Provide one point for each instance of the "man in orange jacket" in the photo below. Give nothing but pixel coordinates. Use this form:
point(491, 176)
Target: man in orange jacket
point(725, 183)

..........

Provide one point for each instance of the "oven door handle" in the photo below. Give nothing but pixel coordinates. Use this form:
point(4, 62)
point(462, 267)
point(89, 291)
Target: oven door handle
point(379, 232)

..........

→ **Task details**: Report each line in the records above that contains the word "coordinates", and copy every such line in full.

→ **Written answer**:
Provide one point for each instance of the "man in orange jacket" in the photo below. Give nothing but pixel coordinates. Use this form:
Provide one point for each instance of the "oven door handle" in the photo below. Give nothing but pixel coordinates. Use this form:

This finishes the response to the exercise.